> _TEXT EXCERPT_
******
Rules of Life: Finding Moral Ways to Make Our Livings
The farmer and poet Wendell Berry has told us we’d solve our environmental problems if we found moral ways to make our livings. I’m beginning to feel guilty because I’ve been thinking about this bit of advice for nigh onto ten years and haven’t come up with much. It’s not that I make my living in an immoral way. When my corporate career floundered, I decided to start studying and writing rather than rescuing that career or finding another way to make a high income. I’ve lived with a gradually decreasing standard of living since then, bottoming out only by the generosity of my late parents and my sister and some friends.
I’m also stuck. I’m not able to make the sorts of changes in my life I’d like. If it were up to me, I’d be studying and writing and gardening on a small plot with a small house somewhere in a rural area. I’d be trying to train myself to live on a daily diet which has little pre-processed food in it, to purchase fewer useless things of the sorts which fill American houses, to treasure and care for the things I do possess.
******
> _GIVEN ENTRIES_
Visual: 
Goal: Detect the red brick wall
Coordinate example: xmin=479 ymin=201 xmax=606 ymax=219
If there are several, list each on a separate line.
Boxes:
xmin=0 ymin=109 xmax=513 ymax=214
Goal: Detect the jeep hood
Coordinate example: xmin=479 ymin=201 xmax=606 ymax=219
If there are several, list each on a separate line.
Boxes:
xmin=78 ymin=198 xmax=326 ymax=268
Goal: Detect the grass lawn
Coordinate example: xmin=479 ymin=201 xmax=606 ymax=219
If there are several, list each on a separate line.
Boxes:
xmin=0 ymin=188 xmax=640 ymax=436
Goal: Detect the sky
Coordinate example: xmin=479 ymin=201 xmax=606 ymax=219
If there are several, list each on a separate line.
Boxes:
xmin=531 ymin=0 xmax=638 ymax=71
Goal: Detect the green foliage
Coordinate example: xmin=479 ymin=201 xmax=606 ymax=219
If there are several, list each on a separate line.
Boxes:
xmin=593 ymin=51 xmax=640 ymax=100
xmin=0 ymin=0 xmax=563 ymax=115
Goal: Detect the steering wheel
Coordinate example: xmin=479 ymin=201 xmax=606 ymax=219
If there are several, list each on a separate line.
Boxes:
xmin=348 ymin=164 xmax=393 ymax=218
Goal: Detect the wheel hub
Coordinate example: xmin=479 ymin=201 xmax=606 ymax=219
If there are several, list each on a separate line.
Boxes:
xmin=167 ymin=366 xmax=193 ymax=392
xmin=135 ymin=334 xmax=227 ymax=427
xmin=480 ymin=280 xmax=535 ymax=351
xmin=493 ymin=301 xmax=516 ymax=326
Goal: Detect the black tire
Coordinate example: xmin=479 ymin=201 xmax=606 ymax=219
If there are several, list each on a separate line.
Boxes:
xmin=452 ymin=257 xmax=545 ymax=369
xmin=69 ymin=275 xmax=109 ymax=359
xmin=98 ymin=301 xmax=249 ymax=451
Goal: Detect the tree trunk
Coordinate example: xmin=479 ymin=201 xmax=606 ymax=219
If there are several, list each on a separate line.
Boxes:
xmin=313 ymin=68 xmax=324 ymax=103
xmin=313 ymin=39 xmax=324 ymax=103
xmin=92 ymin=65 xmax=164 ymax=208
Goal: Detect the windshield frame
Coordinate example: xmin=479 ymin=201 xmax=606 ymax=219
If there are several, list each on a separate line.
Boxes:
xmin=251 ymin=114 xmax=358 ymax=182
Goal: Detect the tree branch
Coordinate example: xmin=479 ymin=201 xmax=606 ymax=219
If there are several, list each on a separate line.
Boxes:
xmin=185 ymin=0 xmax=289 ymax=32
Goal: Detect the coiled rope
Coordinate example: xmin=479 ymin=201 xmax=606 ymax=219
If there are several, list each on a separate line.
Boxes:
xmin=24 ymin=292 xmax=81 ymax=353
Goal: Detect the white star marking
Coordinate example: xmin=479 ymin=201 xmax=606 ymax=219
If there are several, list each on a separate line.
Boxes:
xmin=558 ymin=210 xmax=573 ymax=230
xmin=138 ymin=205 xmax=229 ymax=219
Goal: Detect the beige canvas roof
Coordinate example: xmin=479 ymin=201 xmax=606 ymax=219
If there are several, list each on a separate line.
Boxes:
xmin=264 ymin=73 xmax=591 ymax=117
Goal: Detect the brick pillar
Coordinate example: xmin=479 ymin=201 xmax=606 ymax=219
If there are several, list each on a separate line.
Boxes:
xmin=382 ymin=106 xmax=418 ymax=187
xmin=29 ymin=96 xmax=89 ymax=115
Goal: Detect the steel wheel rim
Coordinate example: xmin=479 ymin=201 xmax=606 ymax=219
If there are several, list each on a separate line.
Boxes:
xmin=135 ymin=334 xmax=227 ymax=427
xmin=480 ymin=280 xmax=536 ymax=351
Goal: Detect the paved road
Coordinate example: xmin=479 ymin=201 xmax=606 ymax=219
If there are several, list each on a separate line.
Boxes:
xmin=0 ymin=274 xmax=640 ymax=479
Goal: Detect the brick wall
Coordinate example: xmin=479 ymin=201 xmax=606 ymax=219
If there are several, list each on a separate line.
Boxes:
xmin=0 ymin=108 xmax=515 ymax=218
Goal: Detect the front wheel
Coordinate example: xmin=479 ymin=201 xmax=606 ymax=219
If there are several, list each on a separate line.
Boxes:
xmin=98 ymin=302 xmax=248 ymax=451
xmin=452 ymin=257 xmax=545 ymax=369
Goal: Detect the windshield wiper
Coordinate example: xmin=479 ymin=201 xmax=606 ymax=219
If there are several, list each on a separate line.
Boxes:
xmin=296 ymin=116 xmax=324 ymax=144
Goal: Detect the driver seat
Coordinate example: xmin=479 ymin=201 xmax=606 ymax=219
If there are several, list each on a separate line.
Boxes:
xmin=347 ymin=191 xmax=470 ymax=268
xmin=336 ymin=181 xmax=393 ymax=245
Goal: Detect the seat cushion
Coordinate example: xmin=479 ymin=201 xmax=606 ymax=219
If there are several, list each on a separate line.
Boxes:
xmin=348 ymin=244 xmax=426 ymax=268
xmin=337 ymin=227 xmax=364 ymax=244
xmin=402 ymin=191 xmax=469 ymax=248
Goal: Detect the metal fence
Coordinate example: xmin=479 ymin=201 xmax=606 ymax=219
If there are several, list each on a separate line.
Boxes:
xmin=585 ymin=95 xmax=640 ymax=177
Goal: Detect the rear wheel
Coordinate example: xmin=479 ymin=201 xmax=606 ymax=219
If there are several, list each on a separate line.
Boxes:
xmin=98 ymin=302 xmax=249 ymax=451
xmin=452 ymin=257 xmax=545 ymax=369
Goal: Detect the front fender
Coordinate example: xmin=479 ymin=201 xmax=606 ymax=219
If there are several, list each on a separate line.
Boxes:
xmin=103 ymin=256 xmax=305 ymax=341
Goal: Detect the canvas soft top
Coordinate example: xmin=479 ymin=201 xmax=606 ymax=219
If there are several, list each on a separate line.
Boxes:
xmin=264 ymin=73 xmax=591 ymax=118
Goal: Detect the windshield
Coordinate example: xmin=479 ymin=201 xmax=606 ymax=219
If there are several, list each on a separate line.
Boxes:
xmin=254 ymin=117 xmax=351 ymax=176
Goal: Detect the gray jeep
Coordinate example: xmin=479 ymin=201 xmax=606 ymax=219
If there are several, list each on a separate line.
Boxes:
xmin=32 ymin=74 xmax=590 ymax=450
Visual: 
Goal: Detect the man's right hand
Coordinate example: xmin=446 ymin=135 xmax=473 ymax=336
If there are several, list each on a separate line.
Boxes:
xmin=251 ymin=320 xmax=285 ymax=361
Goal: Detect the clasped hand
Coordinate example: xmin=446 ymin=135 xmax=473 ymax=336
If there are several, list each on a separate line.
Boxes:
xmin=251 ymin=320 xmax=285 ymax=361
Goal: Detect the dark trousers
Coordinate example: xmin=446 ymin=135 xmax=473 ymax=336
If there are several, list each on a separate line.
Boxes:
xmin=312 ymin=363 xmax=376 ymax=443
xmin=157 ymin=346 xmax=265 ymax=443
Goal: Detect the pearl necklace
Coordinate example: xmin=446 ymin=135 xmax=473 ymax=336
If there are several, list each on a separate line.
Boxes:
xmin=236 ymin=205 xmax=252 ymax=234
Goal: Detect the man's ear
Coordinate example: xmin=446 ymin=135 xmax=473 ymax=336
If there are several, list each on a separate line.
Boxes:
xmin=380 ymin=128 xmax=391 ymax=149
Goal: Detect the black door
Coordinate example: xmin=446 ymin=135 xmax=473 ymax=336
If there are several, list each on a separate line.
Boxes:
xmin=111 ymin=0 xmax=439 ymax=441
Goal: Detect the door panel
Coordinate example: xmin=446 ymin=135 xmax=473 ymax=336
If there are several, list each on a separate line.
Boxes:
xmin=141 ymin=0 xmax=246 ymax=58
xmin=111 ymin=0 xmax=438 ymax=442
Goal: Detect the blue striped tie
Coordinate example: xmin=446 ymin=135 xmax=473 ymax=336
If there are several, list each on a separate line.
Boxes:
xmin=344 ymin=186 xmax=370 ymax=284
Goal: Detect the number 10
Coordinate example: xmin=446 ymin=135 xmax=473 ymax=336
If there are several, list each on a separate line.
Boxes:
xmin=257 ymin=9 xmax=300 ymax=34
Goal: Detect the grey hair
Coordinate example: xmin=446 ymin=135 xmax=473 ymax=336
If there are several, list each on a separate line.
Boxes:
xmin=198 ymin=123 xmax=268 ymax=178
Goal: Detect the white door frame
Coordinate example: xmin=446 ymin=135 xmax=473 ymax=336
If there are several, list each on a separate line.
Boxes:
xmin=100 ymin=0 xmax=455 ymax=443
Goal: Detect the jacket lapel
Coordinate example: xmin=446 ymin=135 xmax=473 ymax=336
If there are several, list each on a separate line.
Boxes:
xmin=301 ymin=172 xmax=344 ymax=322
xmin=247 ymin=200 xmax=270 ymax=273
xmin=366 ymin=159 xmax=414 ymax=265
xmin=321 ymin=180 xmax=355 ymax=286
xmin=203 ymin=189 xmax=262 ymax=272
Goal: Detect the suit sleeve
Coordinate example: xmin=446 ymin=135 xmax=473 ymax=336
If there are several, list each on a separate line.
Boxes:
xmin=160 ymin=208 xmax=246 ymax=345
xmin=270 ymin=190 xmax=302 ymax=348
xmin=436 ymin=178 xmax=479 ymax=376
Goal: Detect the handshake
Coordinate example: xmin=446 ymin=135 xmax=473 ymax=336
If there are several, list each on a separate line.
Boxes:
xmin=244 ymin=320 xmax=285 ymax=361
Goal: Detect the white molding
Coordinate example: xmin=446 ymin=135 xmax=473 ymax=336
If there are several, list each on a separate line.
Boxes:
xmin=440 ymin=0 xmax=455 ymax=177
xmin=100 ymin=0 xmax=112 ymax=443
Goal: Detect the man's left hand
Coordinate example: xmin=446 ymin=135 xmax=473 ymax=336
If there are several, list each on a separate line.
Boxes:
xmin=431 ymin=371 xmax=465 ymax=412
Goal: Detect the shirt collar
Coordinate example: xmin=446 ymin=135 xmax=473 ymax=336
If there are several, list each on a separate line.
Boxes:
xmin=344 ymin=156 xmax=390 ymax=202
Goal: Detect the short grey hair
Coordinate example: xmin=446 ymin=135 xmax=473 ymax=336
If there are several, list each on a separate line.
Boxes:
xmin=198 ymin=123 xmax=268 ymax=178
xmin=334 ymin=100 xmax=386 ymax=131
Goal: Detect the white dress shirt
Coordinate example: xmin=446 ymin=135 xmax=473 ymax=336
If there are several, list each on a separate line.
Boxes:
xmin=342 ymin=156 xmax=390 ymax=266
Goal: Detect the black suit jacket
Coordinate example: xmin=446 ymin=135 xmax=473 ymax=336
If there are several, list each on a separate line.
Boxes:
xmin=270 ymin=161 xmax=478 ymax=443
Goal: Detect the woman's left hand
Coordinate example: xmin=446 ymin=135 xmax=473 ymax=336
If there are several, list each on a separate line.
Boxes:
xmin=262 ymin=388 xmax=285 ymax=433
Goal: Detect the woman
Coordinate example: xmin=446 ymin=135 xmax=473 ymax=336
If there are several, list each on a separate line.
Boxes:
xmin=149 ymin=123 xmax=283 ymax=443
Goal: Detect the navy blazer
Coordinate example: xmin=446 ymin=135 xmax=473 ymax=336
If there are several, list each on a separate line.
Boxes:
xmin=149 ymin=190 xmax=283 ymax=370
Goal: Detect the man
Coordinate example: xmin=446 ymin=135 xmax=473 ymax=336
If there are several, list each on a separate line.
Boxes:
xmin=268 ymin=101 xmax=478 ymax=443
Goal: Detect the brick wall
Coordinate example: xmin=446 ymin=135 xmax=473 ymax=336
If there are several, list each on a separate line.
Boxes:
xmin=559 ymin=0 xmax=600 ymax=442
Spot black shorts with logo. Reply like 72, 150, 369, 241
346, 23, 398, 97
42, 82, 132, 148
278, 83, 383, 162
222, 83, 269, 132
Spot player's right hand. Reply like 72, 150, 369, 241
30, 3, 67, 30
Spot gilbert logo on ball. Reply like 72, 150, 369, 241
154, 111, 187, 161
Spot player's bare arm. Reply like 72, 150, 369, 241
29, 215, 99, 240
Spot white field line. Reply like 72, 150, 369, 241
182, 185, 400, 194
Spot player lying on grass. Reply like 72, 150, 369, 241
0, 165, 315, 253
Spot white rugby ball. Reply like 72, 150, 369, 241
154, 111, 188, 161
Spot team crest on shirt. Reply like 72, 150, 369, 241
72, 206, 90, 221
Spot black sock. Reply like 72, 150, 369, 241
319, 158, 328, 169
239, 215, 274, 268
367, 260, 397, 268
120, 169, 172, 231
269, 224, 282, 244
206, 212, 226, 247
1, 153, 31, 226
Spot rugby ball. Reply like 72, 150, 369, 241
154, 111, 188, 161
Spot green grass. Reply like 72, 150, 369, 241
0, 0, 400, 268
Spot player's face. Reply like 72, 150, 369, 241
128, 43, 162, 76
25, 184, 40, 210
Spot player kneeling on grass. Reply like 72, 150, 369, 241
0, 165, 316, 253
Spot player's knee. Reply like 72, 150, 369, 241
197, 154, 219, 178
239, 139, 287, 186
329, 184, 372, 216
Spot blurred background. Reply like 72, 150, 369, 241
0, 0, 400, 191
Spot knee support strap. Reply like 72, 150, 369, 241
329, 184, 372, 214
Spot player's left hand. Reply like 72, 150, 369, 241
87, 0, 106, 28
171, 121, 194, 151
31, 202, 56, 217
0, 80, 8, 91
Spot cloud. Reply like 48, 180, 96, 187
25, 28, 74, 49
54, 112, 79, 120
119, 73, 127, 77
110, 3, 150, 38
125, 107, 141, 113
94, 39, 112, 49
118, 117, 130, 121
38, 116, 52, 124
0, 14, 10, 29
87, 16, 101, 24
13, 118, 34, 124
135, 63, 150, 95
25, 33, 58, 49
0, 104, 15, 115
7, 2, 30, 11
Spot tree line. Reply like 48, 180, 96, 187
******
> _WORK TASK A_
In the passage on making a moral living, what did the writer decide to do when their corporate career floundered?
> _WORK TASK B_
Print the passage on making a moral living, starting with "I’m also stuck." and going on through "I do possess.".

> _TASK SOLUTION A_
The writer decided to start studying and writing rather than rescue that career or find another way to make a high income.

> _TASK SOLUTION B_
I’m also stuck. I’m not able to make the sorts of changes in my life I’d like. If it were up to me, I’d be studying and writing and gardening on a small plot with a small house somewhere in a rural area. I’d be trying to train myself to live on a daily diet which has little pre-processed food in it, to purchase fewer useless things of the sorts which fill American houses, to treasure and care for the things I do possess.